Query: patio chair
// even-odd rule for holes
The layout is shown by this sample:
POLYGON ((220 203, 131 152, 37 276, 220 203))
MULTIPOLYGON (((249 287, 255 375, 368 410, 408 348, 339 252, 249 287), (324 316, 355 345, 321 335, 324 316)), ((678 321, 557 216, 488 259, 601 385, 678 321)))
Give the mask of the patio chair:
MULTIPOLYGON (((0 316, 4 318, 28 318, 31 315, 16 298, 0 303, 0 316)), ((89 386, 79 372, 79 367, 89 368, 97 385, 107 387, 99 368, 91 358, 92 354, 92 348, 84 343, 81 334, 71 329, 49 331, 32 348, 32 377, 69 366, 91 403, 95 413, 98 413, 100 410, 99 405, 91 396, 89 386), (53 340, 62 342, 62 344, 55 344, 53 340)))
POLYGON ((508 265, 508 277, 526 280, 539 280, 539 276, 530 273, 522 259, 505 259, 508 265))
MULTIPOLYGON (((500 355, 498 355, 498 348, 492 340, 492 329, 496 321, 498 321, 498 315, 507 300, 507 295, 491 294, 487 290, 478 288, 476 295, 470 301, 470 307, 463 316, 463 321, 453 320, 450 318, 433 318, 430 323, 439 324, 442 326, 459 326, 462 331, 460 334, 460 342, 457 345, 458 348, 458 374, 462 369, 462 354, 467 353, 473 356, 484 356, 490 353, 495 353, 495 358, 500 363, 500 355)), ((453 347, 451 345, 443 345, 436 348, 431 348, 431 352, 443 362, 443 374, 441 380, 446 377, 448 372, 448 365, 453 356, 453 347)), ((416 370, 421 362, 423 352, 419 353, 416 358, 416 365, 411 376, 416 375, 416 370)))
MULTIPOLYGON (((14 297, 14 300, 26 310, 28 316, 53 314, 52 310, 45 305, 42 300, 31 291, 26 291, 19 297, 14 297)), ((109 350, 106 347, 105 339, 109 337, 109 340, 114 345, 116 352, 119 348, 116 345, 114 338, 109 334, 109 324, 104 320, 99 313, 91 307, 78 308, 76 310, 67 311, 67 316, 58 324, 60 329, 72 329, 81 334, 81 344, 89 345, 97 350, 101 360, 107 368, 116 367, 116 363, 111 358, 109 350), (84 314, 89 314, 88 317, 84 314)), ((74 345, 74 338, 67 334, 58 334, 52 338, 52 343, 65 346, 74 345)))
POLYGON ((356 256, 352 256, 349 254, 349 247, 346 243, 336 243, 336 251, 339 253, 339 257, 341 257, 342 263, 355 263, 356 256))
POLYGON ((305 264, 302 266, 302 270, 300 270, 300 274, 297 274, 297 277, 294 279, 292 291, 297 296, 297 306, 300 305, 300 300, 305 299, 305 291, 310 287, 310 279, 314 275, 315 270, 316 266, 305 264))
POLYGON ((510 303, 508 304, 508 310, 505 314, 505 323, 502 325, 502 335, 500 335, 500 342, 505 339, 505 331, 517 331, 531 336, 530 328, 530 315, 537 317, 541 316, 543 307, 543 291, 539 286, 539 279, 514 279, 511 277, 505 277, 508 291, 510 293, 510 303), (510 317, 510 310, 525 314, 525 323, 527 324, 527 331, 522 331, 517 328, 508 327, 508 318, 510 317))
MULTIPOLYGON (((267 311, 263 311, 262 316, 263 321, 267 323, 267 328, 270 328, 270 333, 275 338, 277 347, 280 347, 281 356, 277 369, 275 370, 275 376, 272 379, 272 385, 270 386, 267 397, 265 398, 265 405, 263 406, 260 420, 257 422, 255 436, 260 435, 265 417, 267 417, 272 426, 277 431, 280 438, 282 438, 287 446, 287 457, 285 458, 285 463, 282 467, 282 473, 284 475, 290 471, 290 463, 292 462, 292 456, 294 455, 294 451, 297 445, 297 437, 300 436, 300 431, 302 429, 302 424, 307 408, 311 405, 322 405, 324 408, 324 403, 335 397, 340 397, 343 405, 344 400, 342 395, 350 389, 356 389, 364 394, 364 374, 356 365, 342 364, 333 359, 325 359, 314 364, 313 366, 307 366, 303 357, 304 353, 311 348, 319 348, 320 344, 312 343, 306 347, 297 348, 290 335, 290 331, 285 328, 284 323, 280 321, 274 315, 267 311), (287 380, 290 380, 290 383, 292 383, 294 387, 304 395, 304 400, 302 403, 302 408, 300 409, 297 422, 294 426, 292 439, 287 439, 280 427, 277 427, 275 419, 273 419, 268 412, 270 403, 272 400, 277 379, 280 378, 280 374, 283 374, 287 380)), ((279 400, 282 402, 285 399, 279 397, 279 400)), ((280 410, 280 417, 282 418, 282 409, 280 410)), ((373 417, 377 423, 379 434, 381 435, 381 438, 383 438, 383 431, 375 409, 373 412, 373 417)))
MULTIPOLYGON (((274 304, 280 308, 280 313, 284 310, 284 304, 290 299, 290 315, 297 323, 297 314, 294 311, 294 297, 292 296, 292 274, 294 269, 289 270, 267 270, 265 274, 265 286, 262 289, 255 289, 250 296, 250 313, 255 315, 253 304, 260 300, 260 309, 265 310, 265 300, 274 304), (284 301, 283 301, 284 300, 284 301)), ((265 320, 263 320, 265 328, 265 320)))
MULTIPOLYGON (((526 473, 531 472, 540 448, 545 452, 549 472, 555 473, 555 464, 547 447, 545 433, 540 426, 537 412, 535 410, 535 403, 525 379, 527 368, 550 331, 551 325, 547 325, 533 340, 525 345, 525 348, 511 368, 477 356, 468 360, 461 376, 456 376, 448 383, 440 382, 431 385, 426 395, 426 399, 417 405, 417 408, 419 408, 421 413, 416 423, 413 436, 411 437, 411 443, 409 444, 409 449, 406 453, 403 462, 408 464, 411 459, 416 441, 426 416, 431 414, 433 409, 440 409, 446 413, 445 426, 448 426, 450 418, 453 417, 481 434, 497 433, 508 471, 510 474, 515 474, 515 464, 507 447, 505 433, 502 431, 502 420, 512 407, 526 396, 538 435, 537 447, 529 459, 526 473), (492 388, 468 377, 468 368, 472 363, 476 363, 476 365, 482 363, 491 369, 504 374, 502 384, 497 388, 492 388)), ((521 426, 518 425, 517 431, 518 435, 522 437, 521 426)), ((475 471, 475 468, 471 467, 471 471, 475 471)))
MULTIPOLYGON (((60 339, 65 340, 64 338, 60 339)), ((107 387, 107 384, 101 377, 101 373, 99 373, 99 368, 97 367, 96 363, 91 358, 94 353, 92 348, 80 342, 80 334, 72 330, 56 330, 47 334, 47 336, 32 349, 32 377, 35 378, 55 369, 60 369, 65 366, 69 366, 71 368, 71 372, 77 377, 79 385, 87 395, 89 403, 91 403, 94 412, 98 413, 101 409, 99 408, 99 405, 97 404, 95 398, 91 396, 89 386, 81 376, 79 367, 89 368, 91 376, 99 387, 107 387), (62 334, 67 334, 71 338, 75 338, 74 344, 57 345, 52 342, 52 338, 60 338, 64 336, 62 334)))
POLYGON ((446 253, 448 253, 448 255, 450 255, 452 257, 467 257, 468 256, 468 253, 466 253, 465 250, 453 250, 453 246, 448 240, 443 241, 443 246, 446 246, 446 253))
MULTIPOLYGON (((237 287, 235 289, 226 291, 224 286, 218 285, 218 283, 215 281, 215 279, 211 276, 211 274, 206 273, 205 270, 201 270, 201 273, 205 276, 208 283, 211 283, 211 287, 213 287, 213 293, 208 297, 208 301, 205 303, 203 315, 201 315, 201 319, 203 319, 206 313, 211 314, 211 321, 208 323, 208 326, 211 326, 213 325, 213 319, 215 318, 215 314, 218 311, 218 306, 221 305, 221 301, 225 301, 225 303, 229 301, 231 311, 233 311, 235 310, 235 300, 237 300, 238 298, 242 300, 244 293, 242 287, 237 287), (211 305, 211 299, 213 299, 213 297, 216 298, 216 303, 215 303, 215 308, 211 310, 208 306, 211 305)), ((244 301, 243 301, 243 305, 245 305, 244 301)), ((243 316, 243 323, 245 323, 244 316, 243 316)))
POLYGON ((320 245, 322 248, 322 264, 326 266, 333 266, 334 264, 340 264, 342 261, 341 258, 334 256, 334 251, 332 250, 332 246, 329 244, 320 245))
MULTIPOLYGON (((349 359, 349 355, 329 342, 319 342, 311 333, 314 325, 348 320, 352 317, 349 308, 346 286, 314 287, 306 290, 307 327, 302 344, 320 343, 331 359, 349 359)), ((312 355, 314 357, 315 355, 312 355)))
================
WHAT YOU WILL DO »
Reproduce, without any change, the stretch of the records above from their start through the line containing "POLYGON ((508 265, 508".

PROBLEM SOLUTION »
Query: patio chair
// even-odd rule for holes
The layout is shown by this sample:
POLYGON ((220 203, 131 152, 37 276, 220 203))
MULTIPOLYGON (((249 287, 255 375, 368 410, 408 348, 339 252, 249 287), (324 316, 355 345, 321 335, 324 316)), ((678 321, 557 216, 488 259, 601 385, 678 321)))
Give the mask of the patio chair:
MULTIPOLYGON (((0 316, 4 318, 28 318, 31 315, 16 298, 0 303, 0 316)), ((89 386, 79 372, 79 367, 89 368, 97 385, 107 387, 99 368, 91 358, 92 354, 92 348, 84 343, 81 334, 71 329, 49 331, 32 348, 32 377, 69 366, 91 403, 95 413, 98 413, 100 410, 99 405, 91 396, 89 386), (53 340, 62 342, 62 344, 55 344, 53 340)))
POLYGON ((508 265, 508 277, 526 280, 539 280, 539 276, 530 273, 522 259, 505 259, 508 265))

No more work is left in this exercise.